> Activity: Produce a copy of every line in the records that holds the string "porch".

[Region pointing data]
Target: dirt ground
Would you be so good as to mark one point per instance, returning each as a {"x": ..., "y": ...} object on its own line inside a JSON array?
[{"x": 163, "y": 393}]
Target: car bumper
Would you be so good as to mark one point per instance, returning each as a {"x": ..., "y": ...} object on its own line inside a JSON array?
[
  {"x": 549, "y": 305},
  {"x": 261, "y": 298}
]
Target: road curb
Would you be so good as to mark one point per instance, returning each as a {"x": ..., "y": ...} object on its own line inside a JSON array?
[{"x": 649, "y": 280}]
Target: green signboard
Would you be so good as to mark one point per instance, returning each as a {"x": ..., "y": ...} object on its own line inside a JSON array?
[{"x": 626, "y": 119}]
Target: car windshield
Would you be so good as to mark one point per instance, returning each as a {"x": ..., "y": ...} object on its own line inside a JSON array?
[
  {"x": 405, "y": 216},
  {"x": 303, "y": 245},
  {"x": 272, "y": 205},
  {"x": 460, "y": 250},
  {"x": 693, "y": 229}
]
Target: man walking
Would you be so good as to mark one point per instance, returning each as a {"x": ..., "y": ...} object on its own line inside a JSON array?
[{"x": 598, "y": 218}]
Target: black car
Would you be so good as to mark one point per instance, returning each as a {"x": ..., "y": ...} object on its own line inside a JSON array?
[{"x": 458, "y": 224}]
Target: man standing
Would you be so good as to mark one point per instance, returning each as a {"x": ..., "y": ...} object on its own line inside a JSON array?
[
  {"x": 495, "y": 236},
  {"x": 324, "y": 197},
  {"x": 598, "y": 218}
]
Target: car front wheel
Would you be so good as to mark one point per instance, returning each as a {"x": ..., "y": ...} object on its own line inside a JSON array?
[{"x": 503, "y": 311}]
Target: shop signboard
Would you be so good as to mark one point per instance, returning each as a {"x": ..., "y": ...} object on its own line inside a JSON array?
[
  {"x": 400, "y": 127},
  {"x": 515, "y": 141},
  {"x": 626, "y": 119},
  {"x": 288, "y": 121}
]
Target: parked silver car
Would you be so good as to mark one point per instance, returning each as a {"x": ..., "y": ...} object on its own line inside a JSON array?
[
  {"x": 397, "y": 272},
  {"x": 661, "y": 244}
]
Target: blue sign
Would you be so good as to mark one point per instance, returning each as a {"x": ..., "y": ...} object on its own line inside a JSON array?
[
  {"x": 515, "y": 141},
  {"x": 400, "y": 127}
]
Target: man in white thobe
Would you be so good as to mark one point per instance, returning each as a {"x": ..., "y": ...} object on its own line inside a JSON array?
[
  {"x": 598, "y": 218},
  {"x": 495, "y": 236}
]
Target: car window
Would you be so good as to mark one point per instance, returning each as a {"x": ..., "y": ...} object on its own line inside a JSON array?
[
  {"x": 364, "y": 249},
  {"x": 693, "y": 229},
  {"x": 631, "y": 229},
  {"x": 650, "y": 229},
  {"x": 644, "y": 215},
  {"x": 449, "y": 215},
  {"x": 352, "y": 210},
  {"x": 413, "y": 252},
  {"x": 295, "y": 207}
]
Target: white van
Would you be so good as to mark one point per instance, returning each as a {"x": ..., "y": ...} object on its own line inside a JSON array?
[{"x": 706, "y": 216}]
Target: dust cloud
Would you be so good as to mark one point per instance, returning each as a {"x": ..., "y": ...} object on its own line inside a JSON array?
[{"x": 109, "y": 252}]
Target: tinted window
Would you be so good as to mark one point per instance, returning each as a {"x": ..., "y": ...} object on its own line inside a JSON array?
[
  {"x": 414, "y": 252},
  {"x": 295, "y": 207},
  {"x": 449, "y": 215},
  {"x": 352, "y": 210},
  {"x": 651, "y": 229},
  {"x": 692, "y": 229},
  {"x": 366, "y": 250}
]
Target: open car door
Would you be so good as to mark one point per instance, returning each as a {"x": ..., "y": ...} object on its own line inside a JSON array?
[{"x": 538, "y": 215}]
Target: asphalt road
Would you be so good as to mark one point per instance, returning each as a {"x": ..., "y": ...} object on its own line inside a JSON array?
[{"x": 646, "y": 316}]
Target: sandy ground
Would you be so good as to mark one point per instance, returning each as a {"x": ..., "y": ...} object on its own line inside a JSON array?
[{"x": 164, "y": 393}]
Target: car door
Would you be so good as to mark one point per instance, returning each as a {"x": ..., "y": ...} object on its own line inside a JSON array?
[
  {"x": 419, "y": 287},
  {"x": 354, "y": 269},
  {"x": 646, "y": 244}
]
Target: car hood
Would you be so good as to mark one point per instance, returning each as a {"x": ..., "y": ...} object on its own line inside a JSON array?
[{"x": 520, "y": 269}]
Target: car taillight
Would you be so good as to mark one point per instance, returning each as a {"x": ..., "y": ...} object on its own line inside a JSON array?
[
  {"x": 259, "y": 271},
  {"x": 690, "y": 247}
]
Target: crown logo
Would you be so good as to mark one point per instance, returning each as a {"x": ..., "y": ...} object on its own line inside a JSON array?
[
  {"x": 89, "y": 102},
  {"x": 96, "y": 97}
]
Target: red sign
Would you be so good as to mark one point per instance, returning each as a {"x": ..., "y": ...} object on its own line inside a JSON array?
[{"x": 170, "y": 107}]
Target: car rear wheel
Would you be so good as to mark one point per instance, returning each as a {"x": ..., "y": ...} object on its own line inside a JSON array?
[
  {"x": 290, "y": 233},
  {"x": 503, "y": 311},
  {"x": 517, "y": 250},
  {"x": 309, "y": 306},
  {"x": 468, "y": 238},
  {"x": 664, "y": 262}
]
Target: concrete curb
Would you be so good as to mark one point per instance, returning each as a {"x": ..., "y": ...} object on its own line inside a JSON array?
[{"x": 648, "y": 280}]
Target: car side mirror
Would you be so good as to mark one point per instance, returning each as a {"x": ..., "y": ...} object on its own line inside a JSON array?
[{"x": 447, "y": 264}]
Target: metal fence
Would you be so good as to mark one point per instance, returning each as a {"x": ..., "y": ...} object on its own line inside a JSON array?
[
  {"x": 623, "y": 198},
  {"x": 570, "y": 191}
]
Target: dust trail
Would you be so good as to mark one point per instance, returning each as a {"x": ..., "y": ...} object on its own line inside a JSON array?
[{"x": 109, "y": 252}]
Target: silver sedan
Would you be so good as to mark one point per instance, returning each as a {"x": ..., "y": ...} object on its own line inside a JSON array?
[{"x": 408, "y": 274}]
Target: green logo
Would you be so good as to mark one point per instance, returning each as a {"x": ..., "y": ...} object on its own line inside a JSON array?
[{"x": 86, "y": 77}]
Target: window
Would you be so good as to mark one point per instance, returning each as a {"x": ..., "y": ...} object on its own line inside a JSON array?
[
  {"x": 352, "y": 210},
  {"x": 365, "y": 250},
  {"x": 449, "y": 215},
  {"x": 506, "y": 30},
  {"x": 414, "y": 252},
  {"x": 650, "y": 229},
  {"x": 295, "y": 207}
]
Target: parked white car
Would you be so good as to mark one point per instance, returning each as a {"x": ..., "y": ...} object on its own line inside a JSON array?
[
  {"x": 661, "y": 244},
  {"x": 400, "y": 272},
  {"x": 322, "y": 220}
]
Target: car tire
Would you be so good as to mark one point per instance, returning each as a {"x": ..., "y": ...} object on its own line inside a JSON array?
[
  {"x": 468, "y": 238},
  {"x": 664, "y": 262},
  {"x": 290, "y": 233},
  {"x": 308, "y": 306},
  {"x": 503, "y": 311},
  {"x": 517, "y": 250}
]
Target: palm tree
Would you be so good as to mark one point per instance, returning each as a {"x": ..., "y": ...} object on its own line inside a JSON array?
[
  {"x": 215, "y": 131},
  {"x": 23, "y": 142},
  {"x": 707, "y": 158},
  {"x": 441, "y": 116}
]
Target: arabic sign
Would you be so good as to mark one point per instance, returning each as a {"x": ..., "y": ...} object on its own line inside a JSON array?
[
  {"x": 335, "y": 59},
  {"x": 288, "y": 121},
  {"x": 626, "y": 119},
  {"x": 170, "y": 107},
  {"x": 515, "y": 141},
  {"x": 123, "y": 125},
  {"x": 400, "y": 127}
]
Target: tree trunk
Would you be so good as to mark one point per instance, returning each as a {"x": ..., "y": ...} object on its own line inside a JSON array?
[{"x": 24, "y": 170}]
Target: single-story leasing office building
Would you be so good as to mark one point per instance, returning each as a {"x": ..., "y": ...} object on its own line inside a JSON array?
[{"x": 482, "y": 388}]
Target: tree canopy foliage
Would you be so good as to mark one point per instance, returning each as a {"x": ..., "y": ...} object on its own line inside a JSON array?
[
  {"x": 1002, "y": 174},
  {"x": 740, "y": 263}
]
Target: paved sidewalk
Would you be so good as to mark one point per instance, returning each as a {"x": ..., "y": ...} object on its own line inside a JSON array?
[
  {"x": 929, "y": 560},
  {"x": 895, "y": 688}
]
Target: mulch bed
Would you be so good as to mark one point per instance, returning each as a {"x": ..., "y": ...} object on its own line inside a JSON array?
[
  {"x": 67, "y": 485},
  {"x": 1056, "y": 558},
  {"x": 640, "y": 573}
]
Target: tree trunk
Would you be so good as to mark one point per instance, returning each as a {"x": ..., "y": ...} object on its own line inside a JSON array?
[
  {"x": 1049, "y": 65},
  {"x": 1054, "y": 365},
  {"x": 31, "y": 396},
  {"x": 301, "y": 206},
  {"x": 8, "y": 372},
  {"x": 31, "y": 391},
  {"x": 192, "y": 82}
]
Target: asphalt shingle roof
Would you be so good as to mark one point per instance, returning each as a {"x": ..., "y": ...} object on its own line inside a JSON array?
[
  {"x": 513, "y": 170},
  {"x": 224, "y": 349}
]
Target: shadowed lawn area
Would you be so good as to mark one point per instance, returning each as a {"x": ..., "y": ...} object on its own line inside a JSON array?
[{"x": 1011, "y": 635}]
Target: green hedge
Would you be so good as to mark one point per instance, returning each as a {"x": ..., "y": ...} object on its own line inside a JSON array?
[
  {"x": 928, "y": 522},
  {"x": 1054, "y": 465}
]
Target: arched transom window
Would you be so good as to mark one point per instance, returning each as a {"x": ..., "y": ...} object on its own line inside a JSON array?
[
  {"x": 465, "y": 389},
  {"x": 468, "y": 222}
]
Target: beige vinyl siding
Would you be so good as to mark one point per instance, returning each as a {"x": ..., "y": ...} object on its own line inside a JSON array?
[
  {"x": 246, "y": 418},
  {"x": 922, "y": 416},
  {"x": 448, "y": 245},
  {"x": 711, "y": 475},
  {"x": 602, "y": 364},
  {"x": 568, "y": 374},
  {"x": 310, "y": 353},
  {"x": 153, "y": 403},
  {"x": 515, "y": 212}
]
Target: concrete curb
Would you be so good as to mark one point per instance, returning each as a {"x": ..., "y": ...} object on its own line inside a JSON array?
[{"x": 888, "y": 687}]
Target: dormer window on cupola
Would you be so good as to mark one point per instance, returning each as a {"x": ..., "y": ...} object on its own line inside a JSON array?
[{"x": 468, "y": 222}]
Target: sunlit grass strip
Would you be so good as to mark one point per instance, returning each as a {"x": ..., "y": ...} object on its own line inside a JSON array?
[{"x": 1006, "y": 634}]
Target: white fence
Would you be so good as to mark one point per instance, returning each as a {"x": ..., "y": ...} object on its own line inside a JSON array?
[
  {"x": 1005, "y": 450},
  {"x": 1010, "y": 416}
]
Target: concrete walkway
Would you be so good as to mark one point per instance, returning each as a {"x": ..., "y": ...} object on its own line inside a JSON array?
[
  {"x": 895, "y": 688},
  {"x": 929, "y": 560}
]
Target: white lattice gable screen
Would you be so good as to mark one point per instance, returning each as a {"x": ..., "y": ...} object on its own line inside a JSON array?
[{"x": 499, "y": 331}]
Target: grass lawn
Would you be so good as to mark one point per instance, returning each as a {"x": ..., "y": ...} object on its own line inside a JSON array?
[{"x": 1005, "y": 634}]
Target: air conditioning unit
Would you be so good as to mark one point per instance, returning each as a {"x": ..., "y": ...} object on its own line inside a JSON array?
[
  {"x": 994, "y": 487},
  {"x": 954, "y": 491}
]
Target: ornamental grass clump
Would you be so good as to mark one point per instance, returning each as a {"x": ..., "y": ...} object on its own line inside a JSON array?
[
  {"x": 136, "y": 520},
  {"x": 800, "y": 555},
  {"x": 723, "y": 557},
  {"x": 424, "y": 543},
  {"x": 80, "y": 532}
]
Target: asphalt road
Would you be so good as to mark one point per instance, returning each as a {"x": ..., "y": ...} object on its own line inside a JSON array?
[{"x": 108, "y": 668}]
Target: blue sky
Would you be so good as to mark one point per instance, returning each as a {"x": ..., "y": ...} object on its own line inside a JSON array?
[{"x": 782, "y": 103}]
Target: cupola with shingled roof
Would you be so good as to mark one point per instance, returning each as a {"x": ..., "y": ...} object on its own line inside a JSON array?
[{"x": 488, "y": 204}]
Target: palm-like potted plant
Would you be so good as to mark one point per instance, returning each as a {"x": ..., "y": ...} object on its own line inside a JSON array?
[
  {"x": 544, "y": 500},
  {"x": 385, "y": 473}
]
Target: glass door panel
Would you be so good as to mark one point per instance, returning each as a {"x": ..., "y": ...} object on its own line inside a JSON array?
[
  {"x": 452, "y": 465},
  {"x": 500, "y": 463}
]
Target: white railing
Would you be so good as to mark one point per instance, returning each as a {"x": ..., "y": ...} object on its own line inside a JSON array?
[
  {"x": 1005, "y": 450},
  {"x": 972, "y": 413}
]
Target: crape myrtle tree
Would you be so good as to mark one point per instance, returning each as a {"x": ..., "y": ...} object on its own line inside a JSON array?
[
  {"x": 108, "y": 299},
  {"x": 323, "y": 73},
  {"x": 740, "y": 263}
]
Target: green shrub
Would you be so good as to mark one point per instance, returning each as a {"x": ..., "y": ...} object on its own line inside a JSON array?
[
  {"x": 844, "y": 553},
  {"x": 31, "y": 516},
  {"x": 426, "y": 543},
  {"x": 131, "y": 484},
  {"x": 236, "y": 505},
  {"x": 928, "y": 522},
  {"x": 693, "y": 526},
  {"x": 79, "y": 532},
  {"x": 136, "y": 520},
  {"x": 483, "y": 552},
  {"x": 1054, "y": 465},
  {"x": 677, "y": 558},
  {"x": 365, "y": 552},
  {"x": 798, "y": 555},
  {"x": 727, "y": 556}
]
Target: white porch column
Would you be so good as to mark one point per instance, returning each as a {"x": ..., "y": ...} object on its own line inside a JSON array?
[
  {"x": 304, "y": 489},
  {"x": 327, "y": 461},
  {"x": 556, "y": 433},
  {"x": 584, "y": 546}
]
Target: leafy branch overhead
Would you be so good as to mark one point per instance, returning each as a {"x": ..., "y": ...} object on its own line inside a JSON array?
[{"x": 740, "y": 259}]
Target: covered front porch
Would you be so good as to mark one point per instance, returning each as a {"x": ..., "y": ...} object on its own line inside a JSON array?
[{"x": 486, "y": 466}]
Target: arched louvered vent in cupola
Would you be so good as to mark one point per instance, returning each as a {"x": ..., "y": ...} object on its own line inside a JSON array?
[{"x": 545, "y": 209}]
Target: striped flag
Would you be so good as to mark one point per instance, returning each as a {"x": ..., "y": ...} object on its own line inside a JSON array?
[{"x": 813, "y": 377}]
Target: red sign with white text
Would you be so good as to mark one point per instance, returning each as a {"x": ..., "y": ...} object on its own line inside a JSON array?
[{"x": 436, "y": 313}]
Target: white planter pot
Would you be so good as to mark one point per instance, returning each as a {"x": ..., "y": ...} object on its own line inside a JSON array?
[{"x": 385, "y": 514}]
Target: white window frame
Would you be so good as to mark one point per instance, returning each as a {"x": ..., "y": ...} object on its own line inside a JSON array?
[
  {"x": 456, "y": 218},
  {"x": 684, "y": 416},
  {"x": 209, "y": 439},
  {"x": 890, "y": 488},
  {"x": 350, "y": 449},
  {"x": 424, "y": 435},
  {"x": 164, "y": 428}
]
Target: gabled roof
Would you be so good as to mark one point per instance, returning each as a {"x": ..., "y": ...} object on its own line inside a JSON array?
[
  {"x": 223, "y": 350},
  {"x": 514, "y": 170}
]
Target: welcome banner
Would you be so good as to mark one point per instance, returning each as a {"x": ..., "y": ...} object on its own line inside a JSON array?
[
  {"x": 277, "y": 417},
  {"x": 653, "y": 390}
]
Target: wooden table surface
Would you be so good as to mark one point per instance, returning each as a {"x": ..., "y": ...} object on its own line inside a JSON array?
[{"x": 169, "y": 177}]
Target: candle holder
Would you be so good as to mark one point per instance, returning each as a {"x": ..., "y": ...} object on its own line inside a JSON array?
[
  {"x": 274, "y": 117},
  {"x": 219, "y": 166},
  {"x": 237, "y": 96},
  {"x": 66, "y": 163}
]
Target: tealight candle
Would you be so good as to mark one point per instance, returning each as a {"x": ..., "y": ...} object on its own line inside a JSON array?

> Exercise answer:
Target: white porch column
Target: covered front porch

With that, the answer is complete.